» AIM 1: Please print the portion of the CouchDB issue between "dsshane commented 4" and "data(i.e, as attachments.)", inclusive.
» AIM 2:
Answer these from the CouchDB issue:
(a) What query parameter appears in the proposed GET call?
(b) According to the summary, what does CouchDB seem to do with disk i/o during a query?
(c) What q and n values were used to create the database mydb?

» EXTRACT:
_ _ _ _

Add option to enforce fetching data from local shards, instead of from shards on on remote nodes(if data present on local node)

dsshane commented 4 years ago

Add option to enforce fetching data from local shards, instead of from shards/copies on on the remote nodes(if data present on local node), something like GET /mydb/doc1?preferlocal=true.

Summary

In the current software, it seems CouchDB will always try to distribute disk i/o across nodes during query.

For example: in a two nodes cluster(MACHINE1.SOMECOMPANY.COM and MACHINE2.SOMECOMPANY.COM), database mydb was created with q=8 and n=2, as following. Each node contains a copy of all the data. Documents in the example database contain large binary data(i.e, as attachments.)

GET /_membership
{
    "all_nodes": [
        "couchdb@MACHINE1.SOMECOMPANY.COM",
        "couchdb@MACHINE2.SOMECOMPANY.COM"
    ],
    "cluster_nodes": [
        "couchdb@MACHINE1.SOMECOMPANY.COM",
        "couchdb@MACHINE2.SOMECOMPANY.COM"

_ _ _ _

» EXTRACTED RECORDS:
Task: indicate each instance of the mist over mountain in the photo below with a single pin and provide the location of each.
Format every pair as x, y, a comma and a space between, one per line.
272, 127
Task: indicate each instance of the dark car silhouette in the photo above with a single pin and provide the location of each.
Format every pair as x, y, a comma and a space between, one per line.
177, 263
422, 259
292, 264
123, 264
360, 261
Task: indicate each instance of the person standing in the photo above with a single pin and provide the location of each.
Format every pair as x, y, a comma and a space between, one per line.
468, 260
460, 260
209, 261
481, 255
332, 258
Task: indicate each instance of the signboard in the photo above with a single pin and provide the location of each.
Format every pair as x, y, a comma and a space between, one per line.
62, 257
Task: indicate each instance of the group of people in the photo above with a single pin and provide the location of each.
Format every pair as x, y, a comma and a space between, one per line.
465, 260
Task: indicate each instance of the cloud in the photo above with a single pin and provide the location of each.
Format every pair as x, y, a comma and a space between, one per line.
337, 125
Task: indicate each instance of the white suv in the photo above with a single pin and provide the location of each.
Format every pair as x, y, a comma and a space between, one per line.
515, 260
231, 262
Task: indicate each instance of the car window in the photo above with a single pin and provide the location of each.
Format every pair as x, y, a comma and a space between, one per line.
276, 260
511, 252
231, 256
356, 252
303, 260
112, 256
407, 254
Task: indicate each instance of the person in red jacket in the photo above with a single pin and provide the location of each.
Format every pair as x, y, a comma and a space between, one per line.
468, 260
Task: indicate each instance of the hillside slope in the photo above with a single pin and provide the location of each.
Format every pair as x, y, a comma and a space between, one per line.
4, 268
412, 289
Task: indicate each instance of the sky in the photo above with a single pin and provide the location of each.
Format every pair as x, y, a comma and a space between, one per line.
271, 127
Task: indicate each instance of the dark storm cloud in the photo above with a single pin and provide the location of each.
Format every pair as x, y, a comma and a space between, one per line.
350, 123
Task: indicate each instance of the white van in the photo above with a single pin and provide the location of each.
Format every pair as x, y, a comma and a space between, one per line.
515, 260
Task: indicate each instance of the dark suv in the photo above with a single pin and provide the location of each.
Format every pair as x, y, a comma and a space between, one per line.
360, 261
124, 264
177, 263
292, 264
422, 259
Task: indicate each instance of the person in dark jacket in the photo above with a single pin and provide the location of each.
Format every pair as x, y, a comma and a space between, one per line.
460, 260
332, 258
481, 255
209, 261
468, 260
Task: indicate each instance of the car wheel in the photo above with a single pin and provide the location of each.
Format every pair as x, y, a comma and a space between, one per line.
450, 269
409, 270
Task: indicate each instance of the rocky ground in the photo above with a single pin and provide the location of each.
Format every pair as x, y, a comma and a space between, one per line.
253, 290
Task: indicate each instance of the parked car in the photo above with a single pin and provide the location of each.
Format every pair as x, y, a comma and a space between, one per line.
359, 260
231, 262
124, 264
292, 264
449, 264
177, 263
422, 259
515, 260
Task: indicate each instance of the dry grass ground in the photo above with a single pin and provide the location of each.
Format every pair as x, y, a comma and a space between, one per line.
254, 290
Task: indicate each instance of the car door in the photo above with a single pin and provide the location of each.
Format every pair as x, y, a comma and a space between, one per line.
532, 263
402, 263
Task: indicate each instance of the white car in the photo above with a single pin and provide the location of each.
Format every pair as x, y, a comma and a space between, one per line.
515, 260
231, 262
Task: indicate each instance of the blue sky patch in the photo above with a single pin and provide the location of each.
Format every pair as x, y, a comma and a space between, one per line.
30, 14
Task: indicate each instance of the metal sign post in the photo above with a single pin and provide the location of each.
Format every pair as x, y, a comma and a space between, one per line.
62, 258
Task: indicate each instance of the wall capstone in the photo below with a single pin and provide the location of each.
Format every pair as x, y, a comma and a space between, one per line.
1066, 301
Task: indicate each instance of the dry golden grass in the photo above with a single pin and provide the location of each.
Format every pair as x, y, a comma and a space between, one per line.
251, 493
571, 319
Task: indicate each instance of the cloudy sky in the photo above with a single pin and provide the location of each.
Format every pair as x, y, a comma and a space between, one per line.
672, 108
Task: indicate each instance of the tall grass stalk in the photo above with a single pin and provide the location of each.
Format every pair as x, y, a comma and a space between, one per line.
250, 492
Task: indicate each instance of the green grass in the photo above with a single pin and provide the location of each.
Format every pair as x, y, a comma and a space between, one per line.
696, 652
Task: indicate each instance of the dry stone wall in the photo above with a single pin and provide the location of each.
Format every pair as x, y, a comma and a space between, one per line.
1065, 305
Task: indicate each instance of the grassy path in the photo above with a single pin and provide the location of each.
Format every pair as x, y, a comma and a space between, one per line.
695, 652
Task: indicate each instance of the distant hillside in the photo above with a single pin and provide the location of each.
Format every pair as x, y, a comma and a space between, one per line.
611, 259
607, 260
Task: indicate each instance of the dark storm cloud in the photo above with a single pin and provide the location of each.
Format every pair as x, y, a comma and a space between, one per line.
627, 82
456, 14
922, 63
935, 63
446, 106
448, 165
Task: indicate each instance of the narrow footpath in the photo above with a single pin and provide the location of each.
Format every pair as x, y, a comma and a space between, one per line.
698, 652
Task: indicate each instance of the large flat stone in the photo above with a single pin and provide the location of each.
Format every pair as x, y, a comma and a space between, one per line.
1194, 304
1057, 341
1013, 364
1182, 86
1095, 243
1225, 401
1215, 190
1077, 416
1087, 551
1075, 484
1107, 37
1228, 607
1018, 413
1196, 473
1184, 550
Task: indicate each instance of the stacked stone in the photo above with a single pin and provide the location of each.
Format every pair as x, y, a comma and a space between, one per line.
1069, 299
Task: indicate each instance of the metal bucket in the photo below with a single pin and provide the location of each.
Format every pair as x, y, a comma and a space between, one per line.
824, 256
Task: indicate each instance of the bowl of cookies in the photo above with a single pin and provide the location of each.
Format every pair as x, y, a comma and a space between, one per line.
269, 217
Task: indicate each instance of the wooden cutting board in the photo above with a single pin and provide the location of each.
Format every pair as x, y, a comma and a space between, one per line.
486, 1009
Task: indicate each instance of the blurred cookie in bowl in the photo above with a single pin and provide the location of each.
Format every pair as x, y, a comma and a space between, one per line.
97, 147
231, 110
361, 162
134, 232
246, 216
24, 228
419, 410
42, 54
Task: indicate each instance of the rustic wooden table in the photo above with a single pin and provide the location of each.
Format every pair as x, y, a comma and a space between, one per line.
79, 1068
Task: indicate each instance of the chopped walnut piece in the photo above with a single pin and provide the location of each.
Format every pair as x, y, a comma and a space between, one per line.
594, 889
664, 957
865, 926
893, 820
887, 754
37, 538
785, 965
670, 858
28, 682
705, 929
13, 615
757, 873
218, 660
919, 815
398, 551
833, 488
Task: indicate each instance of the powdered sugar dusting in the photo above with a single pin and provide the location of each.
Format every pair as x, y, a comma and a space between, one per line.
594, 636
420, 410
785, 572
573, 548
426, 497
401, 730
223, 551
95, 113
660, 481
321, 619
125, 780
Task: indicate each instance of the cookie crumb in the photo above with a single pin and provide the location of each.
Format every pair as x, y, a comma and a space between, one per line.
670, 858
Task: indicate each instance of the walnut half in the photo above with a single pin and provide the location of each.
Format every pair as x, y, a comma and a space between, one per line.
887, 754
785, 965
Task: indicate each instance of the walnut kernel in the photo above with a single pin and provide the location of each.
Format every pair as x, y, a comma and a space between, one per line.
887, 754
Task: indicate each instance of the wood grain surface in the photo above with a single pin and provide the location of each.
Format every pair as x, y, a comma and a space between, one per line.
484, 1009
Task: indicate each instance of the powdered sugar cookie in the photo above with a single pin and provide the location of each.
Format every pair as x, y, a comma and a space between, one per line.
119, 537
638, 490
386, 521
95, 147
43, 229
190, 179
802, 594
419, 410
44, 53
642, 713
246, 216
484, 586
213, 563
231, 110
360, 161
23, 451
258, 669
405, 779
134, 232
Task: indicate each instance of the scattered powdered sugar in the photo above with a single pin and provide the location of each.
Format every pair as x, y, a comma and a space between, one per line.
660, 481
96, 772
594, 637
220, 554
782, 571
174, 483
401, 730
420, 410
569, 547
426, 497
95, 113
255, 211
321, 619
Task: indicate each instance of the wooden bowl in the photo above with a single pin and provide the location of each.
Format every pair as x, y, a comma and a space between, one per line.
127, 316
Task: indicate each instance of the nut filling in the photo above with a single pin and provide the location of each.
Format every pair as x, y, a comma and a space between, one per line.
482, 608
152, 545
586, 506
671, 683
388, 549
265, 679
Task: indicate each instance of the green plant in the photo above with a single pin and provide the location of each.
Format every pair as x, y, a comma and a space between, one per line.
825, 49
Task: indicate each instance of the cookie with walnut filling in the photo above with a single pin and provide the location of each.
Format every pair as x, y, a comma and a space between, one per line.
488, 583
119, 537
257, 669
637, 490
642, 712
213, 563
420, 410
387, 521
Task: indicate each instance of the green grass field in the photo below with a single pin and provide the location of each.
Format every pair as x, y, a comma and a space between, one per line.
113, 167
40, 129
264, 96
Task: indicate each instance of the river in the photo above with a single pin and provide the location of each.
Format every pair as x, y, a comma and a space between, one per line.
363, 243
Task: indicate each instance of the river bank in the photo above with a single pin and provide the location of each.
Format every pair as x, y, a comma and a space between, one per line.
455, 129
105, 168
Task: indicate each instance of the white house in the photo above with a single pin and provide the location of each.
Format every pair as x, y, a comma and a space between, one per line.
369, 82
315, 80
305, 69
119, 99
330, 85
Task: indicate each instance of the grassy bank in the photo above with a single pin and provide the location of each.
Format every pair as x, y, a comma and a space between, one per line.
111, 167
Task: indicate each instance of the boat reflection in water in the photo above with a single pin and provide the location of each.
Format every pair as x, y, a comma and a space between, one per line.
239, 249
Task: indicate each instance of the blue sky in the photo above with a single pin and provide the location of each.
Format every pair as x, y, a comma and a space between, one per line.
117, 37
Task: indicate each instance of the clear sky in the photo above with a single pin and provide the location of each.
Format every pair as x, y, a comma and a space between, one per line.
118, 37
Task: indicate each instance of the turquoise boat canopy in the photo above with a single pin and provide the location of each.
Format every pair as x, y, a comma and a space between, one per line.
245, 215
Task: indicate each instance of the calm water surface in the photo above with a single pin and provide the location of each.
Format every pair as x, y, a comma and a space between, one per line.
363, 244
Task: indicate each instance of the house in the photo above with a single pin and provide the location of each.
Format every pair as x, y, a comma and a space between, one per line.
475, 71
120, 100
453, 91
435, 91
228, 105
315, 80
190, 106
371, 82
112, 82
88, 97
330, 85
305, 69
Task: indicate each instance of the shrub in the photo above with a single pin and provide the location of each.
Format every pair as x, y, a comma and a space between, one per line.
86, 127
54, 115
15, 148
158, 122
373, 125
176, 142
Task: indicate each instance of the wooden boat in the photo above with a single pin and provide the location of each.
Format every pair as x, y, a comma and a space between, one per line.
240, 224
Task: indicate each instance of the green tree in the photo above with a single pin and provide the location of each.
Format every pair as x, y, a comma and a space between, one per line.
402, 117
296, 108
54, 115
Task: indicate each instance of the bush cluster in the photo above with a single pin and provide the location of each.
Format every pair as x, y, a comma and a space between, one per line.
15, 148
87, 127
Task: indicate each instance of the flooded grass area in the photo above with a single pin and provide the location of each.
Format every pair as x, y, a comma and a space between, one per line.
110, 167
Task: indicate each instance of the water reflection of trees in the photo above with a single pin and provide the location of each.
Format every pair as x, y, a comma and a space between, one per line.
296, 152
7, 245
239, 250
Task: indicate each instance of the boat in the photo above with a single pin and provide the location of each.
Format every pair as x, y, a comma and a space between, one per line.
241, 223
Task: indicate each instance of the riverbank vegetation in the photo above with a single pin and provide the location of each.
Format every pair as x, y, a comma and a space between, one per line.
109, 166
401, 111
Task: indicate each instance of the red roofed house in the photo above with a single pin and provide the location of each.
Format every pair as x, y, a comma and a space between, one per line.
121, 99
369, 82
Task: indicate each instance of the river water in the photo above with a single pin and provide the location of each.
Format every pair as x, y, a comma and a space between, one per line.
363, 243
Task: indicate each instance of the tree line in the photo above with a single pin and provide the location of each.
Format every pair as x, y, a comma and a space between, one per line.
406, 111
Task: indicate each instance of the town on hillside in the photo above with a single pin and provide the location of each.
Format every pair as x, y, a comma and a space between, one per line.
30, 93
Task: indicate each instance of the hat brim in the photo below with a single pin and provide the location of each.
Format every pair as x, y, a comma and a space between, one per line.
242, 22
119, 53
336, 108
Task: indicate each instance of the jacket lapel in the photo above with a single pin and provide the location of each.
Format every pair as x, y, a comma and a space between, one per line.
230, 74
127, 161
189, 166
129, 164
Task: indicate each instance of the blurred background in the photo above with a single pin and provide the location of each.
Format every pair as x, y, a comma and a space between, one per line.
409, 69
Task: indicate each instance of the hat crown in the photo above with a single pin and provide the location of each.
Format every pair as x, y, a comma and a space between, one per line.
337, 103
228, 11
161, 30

_ _ _ _

» WORKED SOLUTION 1:
dsshane commented 4 years ago

Add option to enforce fetching data from local shards, instead of from shards/copies on on the remote nodes(if data present on local node), something like GET /mydb/doc1?preferlocal=true.

Summary

In the current software, it seems CouchDB will always try to distribute disk i/o across nodes during query.

For example: in a two nodes cluster(MACHINE1.SOMECOMPANY.COM and MACHINE2.SOMECOMPANY.COM), database mydb was created with q=8 and n=2, as following. Each node contains a copy of all the data. Documents in the example database contain large binary data(i.e, as attachments.)

» WORKED SOLUTION 2:
(a) preferlocal=true
(b) It always tries to distribute disk i/o across nodes.
(c) q=8 and n=2